**Getoonde tekst:**
——————
Uit het enkele feit dat een procedure door Compuform was aangespannen en [appellant] vervolgens de diensten van Mercuur heeft ingeroepen mocht Mercuur naar het oordeel van het hof nog niet afleiden dat zij voor rekening van [appellant] een advocaat mocht inschakelen om in de procedure verweer te voeren. Een professionele dienstverlener als Mercuur dient een dergelijke stap expliciet met de cliënt te bespreken. Mercuur stelt ook, naar het hof begrijpt, dat dit is geschied, maar zij geeft niet aan wanneer, hoe en tussen wie dit is besproken. Anders dan Mercuur kan het hof ook uit de overgelegde producties niet afleiden dat [appellant] met inschakeling van mr. Van Dalen heeft ingestemd. In het bijzonder heeft Mercuur zich beroepen op de brief van [appellant] van 16 juni 2003. In deze brief geeft [appellant] weliswaar zijn vakantie door aan Mercuur maar stelt hij tevens de vraag: "Hoe doen wij dat op 23-6 naar Haarlem"? Door [appellant] is onweersproken gesteld dat die vraag verband hield met een zitting in Haarlem in de zaak van de Beverwijkse Bazaar. De procedure tegen Compuform liep in Assen. Voorts blijkt uit de overgelegde stukken niet dat de fax van mr. Van Dalen van 27 mei 2003 aan Mercuur aangaande de oproeping in de zaak Compuform door Mercuur is doorgezonden aan [appellant]. Evenmin is door Mercuur tegenover de betwisting daarvan door [appellant] concreet aangegeven dat, wanneer, waar en hoe er op enig moment contact is geweest tussen mr. Van Dalen en Mercuur.
——————
**Opdracht 1:**
Zet de alinea die begint met „Uit het enkele feit" in de tekst over Mercuur om in een beknopte lijst en behoud daarbij de belangrijkste feiten.
**Opdracht 2:**
Vat de tekst over Mercuur samen in twee zinnen.
**Opdracht 3:**
Schrijf de tekst over Mercuur verder vanaf de laatste zin.

**Aangeleverd materiaal:**
——————
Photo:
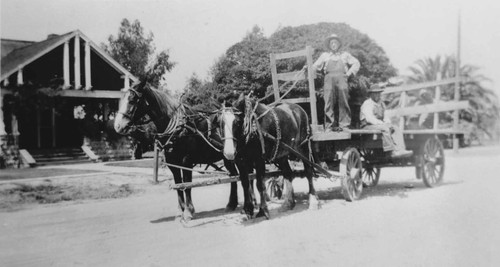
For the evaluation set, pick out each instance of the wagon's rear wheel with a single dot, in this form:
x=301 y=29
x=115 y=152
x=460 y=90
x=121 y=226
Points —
x=371 y=176
x=350 y=165
x=432 y=166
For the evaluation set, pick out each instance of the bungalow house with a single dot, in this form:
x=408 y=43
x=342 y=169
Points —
x=55 y=94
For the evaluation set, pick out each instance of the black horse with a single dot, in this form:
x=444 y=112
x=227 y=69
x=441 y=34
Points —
x=189 y=137
x=253 y=133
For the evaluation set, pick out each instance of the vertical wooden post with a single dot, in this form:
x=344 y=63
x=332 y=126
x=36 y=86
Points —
x=38 y=128
x=88 y=77
x=437 y=99
x=126 y=82
x=274 y=75
x=54 y=126
x=457 y=89
x=20 y=79
x=2 y=124
x=66 y=65
x=312 y=90
x=78 y=81
x=402 y=104
x=155 y=167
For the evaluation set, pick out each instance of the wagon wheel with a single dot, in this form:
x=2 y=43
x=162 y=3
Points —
x=370 y=173
x=350 y=165
x=371 y=176
x=432 y=165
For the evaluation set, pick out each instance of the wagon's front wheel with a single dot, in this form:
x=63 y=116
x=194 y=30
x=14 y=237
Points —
x=371 y=175
x=350 y=165
x=432 y=165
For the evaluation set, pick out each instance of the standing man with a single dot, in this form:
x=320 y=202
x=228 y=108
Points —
x=337 y=66
x=372 y=118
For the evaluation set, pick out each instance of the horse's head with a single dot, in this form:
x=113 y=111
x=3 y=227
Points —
x=230 y=130
x=130 y=110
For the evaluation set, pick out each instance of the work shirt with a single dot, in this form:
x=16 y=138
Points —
x=372 y=113
x=351 y=64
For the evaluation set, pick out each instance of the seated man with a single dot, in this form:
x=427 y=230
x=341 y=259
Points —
x=372 y=118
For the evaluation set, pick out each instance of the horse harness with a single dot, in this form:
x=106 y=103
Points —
x=178 y=127
x=252 y=126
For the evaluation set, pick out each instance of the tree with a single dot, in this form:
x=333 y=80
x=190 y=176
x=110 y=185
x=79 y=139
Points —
x=484 y=106
x=245 y=65
x=135 y=50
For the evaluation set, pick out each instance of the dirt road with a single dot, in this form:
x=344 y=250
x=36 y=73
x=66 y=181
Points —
x=397 y=223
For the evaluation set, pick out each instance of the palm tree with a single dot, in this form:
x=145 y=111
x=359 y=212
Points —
x=484 y=111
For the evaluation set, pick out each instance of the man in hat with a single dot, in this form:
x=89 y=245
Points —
x=338 y=66
x=372 y=118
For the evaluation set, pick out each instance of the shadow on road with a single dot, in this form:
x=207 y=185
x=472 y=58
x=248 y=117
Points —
x=384 y=189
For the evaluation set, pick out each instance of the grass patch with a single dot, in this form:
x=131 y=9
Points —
x=12 y=174
x=47 y=193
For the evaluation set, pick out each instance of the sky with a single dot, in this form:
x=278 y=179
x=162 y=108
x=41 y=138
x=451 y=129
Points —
x=198 y=32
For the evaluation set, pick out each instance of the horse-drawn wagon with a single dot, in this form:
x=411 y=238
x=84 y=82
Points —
x=354 y=156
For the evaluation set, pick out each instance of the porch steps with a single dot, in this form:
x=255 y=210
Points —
x=59 y=156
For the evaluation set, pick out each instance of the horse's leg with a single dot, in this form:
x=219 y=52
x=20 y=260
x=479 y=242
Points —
x=189 y=210
x=251 y=189
x=260 y=169
x=288 y=194
x=247 y=205
x=180 y=194
x=233 y=196
x=313 y=197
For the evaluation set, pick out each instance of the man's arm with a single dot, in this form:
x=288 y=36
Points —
x=367 y=111
x=353 y=62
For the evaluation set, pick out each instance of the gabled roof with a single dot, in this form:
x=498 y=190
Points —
x=23 y=56
x=8 y=45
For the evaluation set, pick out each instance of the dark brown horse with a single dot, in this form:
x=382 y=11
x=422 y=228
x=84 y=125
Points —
x=189 y=137
x=253 y=134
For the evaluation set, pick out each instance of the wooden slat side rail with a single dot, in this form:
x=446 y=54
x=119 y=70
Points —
x=410 y=87
x=291 y=76
x=430 y=108
x=434 y=131
x=297 y=100
x=299 y=53
x=91 y=94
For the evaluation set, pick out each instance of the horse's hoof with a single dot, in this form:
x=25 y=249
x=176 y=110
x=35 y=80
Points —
x=187 y=216
x=263 y=212
x=287 y=205
x=314 y=203
x=230 y=207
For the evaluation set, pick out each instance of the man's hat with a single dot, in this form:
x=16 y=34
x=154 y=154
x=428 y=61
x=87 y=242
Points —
x=375 y=88
x=329 y=38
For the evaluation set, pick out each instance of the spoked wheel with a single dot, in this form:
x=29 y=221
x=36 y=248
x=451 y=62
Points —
x=370 y=173
x=371 y=176
x=432 y=166
x=275 y=188
x=350 y=165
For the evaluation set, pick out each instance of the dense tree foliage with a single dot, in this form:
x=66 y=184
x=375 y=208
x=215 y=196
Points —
x=245 y=67
x=135 y=50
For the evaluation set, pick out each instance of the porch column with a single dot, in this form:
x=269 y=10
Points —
x=88 y=81
x=66 y=65
x=78 y=82
x=20 y=79
x=2 y=124
x=126 y=85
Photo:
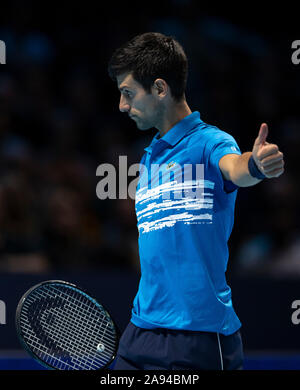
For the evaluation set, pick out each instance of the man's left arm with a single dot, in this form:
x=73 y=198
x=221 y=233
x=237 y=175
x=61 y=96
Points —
x=250 y=168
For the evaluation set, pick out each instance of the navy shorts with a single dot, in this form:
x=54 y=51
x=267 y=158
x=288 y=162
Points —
x=166 y=349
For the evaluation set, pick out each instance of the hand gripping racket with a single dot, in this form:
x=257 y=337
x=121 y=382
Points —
x=64 y=328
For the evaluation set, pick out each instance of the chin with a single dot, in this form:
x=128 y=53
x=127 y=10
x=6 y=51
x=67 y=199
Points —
x=143 y=126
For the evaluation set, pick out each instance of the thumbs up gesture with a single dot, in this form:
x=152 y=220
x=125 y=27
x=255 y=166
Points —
x=267 y=157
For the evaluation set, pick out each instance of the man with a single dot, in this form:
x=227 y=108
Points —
x=182 y=315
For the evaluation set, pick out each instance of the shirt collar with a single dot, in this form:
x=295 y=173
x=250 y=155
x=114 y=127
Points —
x=178 y=131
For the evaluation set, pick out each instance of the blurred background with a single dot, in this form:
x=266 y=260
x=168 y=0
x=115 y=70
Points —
x=59 y=120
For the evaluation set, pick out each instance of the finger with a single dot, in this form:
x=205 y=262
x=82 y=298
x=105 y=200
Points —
x=275 y=173
x=272 y=167
x=267 y=150
x=271 y=159
x=262 y=135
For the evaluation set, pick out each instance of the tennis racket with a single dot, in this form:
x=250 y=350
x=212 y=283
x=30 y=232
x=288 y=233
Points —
x=64 y=328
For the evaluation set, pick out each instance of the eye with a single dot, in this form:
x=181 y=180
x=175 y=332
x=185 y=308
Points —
x=128 y=94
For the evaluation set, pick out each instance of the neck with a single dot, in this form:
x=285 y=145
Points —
x=173 y=114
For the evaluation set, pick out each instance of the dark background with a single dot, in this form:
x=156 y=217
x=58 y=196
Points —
x=59 y=120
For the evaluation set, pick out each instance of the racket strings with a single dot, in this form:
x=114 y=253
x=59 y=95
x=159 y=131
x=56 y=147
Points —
x=66 y=338
x=75 y=328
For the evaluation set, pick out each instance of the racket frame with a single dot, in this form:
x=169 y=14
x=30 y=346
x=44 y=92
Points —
x=68 y=284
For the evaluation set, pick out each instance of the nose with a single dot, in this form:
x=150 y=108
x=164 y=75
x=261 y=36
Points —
x=123 y=105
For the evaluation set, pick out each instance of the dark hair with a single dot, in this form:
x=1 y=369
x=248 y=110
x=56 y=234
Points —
x=150 y=56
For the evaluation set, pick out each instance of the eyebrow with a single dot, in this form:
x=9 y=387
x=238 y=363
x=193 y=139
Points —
x=123 y=87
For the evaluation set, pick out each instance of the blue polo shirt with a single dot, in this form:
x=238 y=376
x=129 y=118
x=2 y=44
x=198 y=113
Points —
x=185 y=215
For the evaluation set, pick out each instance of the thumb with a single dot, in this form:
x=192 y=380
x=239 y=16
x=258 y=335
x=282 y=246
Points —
x=262 y=135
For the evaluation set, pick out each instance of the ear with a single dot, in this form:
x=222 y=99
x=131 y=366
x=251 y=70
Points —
x=160 y=87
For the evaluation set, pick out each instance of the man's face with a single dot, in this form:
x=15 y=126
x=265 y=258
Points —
x=144 y=108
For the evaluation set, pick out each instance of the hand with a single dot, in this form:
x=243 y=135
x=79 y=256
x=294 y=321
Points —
x=267 y=157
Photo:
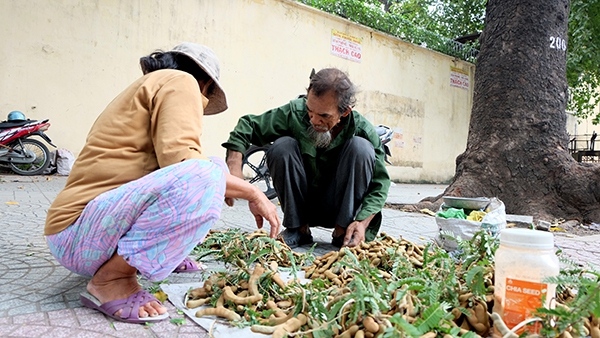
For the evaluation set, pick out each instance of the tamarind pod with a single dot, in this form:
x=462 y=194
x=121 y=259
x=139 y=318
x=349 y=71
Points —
x=221 y=301
x=418 y=249
x=350 y=332
x=330 y=261
x=193 y=303
x=198 y=293
x=344 y=319
x=254 y=279
x=276 y=320
x=381 y=330
x=479 y=327
x=219 y=312
x=482 y=314
x=330 y=274
x=370 y=325
x=292 y=325
x=456 y=313
x=465 y=325
x=229 y=295
x=410 y=306
x=272 y=306
x=326 y=256
x=256 y=328
x=501 y=326
x=595 y=331
x=465 y=297
x=415 y=261
x=276 y=278
x=565 y=334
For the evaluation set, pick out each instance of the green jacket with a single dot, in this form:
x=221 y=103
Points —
x=292 y=120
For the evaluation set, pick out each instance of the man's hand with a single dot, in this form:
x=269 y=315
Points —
x=355 y=233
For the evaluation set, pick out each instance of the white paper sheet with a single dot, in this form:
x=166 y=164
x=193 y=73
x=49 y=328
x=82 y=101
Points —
x=220 y=327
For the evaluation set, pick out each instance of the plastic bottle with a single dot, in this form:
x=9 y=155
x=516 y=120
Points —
x=523 y=260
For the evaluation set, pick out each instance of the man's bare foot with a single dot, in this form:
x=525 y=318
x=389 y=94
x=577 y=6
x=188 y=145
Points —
x=117 y=280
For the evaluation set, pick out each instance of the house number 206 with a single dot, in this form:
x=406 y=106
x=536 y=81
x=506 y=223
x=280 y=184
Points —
x=557 y=42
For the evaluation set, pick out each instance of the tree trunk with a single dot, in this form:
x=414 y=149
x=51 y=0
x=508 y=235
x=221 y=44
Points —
x=517 y=143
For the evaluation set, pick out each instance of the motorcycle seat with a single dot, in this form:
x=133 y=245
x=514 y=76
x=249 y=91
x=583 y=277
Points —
x=12 y=124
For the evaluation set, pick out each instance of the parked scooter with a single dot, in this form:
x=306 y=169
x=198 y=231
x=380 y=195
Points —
x=255 y=161
x=25 y=156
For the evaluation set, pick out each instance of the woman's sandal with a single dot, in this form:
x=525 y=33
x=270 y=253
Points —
x=130 y=307
x=188 y=265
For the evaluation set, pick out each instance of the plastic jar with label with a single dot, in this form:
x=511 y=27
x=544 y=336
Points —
x=522 y=262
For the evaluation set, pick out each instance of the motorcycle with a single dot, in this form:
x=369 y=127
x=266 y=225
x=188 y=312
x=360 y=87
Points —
x=24 y=155
x=254 y=163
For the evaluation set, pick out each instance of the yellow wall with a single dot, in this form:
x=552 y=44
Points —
x=66 y=59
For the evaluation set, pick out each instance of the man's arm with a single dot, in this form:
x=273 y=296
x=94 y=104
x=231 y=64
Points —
x=234 y=163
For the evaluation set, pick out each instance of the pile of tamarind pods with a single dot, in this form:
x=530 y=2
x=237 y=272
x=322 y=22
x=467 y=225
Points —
x=237 y=298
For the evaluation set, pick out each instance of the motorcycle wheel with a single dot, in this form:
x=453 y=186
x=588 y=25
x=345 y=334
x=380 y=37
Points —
x=255 y=167
x=41 y=162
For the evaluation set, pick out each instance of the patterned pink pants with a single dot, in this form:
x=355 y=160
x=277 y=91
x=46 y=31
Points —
x=153 y=222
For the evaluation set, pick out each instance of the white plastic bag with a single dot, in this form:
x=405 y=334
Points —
x=450 y=228
x=64 y=161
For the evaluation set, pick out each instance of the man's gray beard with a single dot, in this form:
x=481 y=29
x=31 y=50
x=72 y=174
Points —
x=320 y=139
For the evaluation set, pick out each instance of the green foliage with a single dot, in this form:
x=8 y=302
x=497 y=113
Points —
x=583 y=59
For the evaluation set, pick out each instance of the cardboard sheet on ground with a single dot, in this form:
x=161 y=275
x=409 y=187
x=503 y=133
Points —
x=220 y=327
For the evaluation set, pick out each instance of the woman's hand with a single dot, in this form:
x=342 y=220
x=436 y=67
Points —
x=263 y=208
x=260 y=206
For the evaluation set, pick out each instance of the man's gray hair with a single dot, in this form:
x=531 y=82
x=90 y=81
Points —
x=333 y=79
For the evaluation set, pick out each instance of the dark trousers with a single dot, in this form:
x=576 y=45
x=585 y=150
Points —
x=337 y=200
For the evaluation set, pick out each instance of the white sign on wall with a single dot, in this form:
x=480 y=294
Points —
x=346 y=46
x=459 y=78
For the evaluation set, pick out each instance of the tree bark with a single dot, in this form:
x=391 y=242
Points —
x=517 y=142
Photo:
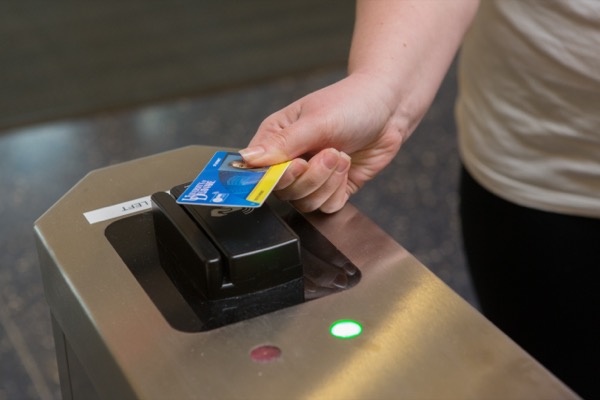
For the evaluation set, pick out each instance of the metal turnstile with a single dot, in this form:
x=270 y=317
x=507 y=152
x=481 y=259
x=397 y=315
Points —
x=128 y=323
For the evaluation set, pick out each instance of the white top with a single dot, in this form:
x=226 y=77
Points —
x=528 y=110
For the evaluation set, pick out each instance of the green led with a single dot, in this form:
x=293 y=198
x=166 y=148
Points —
x=345 y=329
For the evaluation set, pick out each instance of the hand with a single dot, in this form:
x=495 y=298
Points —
x=338 y=138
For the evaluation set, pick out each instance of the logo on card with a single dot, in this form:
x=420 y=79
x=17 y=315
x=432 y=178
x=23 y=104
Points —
x=219 y=197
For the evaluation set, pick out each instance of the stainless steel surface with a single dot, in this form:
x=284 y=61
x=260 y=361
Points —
x=420 y=339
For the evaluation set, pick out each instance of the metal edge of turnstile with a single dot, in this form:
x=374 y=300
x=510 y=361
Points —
x=420 y=339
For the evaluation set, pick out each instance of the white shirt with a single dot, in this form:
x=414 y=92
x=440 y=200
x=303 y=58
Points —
x=528 y=110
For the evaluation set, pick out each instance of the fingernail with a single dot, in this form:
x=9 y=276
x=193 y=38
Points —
x=252 y=153
x=331 y=159
x=344 y=162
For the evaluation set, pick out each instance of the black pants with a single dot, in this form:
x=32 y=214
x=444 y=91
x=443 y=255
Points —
x=536 y=276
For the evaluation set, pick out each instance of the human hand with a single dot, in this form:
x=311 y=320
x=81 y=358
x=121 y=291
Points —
x=338 y=138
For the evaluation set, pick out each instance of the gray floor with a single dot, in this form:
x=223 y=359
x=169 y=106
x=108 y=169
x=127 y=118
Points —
x=207 y=100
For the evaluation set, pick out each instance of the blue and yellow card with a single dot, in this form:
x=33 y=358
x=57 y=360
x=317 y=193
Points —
x=228 y=181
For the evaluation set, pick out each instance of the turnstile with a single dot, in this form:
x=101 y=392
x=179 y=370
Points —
x=132 y=322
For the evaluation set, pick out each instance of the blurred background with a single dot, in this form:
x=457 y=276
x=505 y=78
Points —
x=87 y=85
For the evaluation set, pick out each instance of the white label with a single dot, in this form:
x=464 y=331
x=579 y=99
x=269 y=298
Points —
x=118 y=210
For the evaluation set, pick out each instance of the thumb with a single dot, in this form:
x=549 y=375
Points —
x=281 y=137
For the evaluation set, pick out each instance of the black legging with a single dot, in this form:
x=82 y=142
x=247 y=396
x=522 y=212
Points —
x=536 y=275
——————
**Jouw antwoord 1:**
- Dat Compuform een procedure aanspande en [appellant] daarna de diensten van Mercuur inriep, gaf Mercuur volgens het hof nog niet het recht om voor rekening van [appellant] een advocaat in te schakelen.
- Een professionele dienstverlener als Mercuur moet zo'n stap expliciet met de cliënt bespreken.
- Mercuur stelt dat dit is gebeurd, maar geeft niet aan wanneer, hoe en tussen wie.
- Uit de overgelegde producties blijkt niet dat [appellant] instemde met de inschakeling van mr. Van Dalen.
- De vraag in de brief van 16 juni 2003 („Hoe doen wij dat op 23-6 naar Haarlem"?) hield onweersproken verband met een zitting in Haarlem in de zaak van de Beverwijkse Bazaar, terwijl de procedure tegen Compuform in Assen liep.
- Uit de stukken blijkt niet dat Mercuur de fax van mr. Van Dalen van 27 mei 2003 over de oproeping in de zaak Compuform heeft doorgezonden aan [appellant].
- Mercuur heeft niet concreet aangegeven dat, wanneer, waar en hoe er contact is geweest tussen mr. Van Dalen en Mercuur.

**Jouw antwoord 2:**
Volgens het hof mocht Mercuur er niet van uitgaan dat zij voor rekening van [appellant] een advocaat mocht inschakelen om verweer te voeren in de door Compuform aangespannen procedure, omdat een professionele dienstverlener zo'n stap expliciet met de cliënt moet bespreken. Mercuur geeft niet aan wanneer, hoe en tussen wie dit besproken zou zijn, en ook uit de overgelegde stukken, waaronder de brief van 16 juni 2003, kan het hof niet afleiden dat [appellant] met de inschakeling van mr. Van Dalen heeft ingestemd.

**Jouw antwoord 3:**
9. Aan het in algemene bewoordingen gestelde bewijsaanbod van Mercuur komt het hof niet toe, nu Mercuur niet aan haar stelplicht heeft voldaan.
10. Dit betekent dat de grieven slagen en het eindvonnis waarvan beroep in zoverre zal worden vernietigd. Ditzelfde geldt voor het tussenvonnis van 19 februari 2007, voor zover dat aan het eindvonnis heeft bijgedragen. Het toegewezen bedrag van € 333,20, vermeerderd met de wettelijke handelsrente is in hoger beroep niet bestreden (ook niet met de redenering dat de gedane betaling daarop moet worden afgeboekt), zodat dat bedrag nog wel toewijsbaar blijft.
11. Mercuur zal als de in het ongelijk te stellen partij worden veroordeeld in de kosten van het hoger beroep (1 punt in tarief I). Nu haar vordering voor het overgrote deel niet toewijsbaar is gebleken, zal zij tevens worden veroordeeld in de kosten van de eerste aanleg (5,5 punten, tarief € 200,-). De overige geïntimeerden hebben geen proceskosten gemaakt.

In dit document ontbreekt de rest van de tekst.